*INSTRUCTIONS*:
a - Please copy the igb panic report word for word, starting at "We have got" and ending at "How-To-Repeat: See above.".
b - In the igb panic report, why did the reporter add hw.pci.enable_msix=0 to /boot/loader.conf?

*DOCUMENT EXTRACT*:
%%

We have got SuperMicro-based server (X8DTU-6+ motherboard), with CPU having 12 cores (with hyperthreadng that's 24 CPUs). We downloaded 9.1-RC1 installation CD and tried to boot it. It panices during igb(4) driver init: http://www.grosbein.net/img/crash-91rc.png This is 100% repeatable. Fix: Workaround is to disable MSI-X in /boot/loader.conf: hw.pci.enable_msix=0 This allows us to boot installation CD and install the system. I've found this problem is pretty old and should have been fixed over a year ago in 9.0 but it wasn't. I've found patch by David G. Lawrence in that thread: http://lists.freebsd.org/pipermail/freebsd-stable/2011-September/063963.html The patch needed some corrections to be applied to 9.1-RC1, so I've corrected it and it solved the problem. Here is version for 9.1-RC1: How-To-Repeat: See above.
Responsible Changed From-To: freebsd-bugs->freebsd-net Over to maintainer(s).

%%

Some rows:

%%

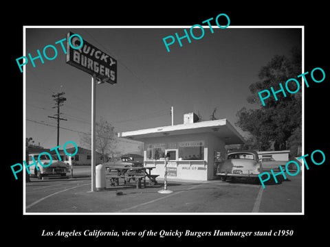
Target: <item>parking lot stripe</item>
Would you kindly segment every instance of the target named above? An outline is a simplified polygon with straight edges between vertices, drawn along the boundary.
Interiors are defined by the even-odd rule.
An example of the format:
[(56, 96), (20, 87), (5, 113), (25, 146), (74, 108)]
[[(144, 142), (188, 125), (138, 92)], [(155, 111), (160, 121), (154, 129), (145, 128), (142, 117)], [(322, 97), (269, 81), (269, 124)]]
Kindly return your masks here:
[(252, 213), (259, 212), (260, 203), (261, 202), (263, 193), (263, 187), (261, 186), (259, 189), (259, 192), (258, 193), (258, 196), (256, 196), (256, 201), (254, 202), (254, 205), (253, 205)]
[(53, 193), (52, 193), (52, 194), (50, 194), (50, 195), (46, 196), (45, 196), (45, 197), (43, 197), (43, 198), (41, 198), (41, 199), (39, 199), (39, 200), (37, 200), (35, 201), (34, 202), (32, 202), (32, 203), (31, 203), (30, 204), (26, 206), (26, 207), (25, 207), (25, 211), (26, 211), (26, 209), (30, 209), (31, 207), (34, 206), (35, 204), (39, 203), (40, 202), (44, 200), (45, 199), (47, 199), (47, 198), (50, 198), (50, 197), (51, 197), (51, 196), (55, 196), (55, 195), (56, 195), (56, 194), (58, 194), (58, 193), (62, 193), (62, 192), (64, 192), (64, 191), (68, 191), (69, 189), (72, 189), (78, 188), (78, 187), (80, 187), (86, 186), (86, 185), (90, 185), (91, 183), (87, 183), (87, 184), (84, 184), (84, 185), (82, 185), (75, 186), (75, 187), (71, 187), (71, 188), (65, 189), (63, 189), (63, 190), (61, 190), (61, 191), (59, 191)]

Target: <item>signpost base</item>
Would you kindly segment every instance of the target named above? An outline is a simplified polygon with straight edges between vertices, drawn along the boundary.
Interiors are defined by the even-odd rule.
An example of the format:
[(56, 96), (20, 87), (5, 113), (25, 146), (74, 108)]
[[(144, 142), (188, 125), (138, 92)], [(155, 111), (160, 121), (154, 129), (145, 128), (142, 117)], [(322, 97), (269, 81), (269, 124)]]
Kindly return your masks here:
[(161, 189), (160, 191), (158, 191), (157, 192), (160, 193), (173, 193), (173, 191), (170, 191), (168, 189)]

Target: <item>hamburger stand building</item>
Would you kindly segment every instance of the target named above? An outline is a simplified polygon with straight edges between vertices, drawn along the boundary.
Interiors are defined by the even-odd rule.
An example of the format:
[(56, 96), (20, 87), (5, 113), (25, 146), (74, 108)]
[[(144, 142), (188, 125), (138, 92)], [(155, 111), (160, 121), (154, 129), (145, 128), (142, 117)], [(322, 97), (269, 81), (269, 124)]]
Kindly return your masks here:
[(226, 119), (197, 122), (194, 113), (184, 124), (118, 133), (118, 137), (142, 141), (144, 165), (155, 167), (152, 174), (167, 178), (208, 180), (215, 177), (216, 162), (226, 158), (226, 145), (243, 144), (244, 139)]

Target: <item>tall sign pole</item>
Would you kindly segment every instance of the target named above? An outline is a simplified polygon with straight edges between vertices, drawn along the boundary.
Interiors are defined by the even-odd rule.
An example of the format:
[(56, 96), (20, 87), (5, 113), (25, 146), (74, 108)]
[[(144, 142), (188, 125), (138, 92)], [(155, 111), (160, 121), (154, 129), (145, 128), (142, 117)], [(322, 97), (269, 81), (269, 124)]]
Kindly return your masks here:
[[(62, 44), (62, 43), (61, 43)], [(66, 62), (91, 75), (91, 191), (96, 191), (96, 84), (117, 83), (117, 60), (82, 39), (78, 34), (67, 34)]]
[(95, 121), (96, 119), (96, 78), (95, 75), (91, 77), (91, 191), (95, 191), (95, 175), (96, 175), (96, 140), (95, 140)]

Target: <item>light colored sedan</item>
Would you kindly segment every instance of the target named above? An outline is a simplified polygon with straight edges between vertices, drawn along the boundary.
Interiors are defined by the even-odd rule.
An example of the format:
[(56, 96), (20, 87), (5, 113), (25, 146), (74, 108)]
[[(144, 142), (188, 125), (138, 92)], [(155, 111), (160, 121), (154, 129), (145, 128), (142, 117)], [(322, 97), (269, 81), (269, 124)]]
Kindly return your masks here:
[(232, 180), (234, 178), (253, 178), (258, 181), (258, 175), (262, 172), (258, 154), (254, 150), (231, 152), (226, 160), (218, 163), (217, 169), (217, 175), (223, 181), (228, 177)]

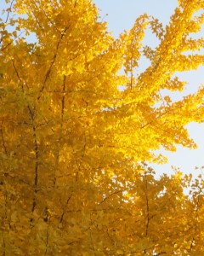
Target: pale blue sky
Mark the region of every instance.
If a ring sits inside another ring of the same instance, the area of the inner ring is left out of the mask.
[[[0,0],[0,2],[2,1]],[[123,30],[130,29],[135,19],[144,13],[158,18],[166,25],[177,6],[177,0],[94,0],[94,3],[101,9],[101,20],[107,21],[108,30],[112,31],[114,37],[117,37]],[[3,3],[1,3],[3,4],[0,4],[0,9],[5,8]],[[106,14],[108,15],[105,15]],[[202,27],[201,37],[204,37],[204,27]],[[148,32],[144,41],[145,44],[151,46],[156,45],[155,36],[150,32]],[[140,70],[144,70],[147,64],[147,61],[142,60]],[[189,81],[184,94],[195,91],[199,84],[204,83],[203,74],[204,67],[201,67],[196,71],[180,74],[184,80]],[[178,93],[174,94],[174,99],[179,97]],[[169,163],[162,166],[156,166],[157,174],[161,174],[162,172],[171,173],[171,166],[180,166],[181,170],[186,173],[201,173],[199,170],[195,171],[195,166],[204,166],[204,124],[190,124],[188,127],[191,137],[198,145],[198,149],[190,150],[178,147],[178,152],[167,152],[166,155],[169,158]]]
[[[108,30],[112,32],[114,37],[118,37],[123,30],[130,29],[135,19],[144,13],[158,18],[160,21],[167,25],[177,6],[177,0],[94,0],[94,3],[101,9],[101,20],[107,21]],[[108,15],[105,15],[106,14]],[[204,37],[203,28],[201,37]],[[151,46],[156,45],[155,36],[151,36],[150,32],[144,41]],[[142,61],[140,64],[143,66],[141,67],[143,70],[148,63]],[[196,71],[179,74],[183,80],[189,82],[184,95],[196,90],[198,86],[204,83],[203,74],[204,67],[200,67]],[[177,100],[180,96],[178,93],[176,93],[173,98]],[[198,145],[198,149],[190,150],[178,146],[176,153],[167,152],[165,154],[169,159],[168,164],[154,166],[158,175],[163,172],[172,173],[171,166],[180,166],[181,171],[185,173],[201,174],[201,170],[196,171],[195,166],[204,166],[204,124],[190,124],[188,128],[190,137]]]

%%

*RESPONSES*:
a -
We have got SuperMicro-based server (X8DTU-6+ motherboard), with CPU having 12 cores (with hyperthreadng that's 24 CPUs). We downloaded 9.1-RC1 installation CD and tried to boot it. It panices during igb(4) driver init: http://www.grosbein.net/img/crash-91rc.png This is 100% repeatable. Fix: Workaround is to disable MSI-X in /boot/loader.conf: hw.pci.enable_msix=0 This allows us to boot installation CD and install the system. I've found this problem is pretty old and should have been fixed over a year ago in 9.0 but it wasn't. I've found patch by David G. Lawrence in that thread: http://lists.freebsd.org/pipermail/freebsd-stable/2011-September/063963.html The patch needed some corrections to be applied to 9.1-RC1, so I've corrected it and it solved the problem. Here is version for 9.1-RC1: How-To-Repeat: See above.

b - The setting disables MSI-X, which works around the panic during igb(4) driver initialization. With it, the 9.1-RC1 installation CD could boot and the system could be installed.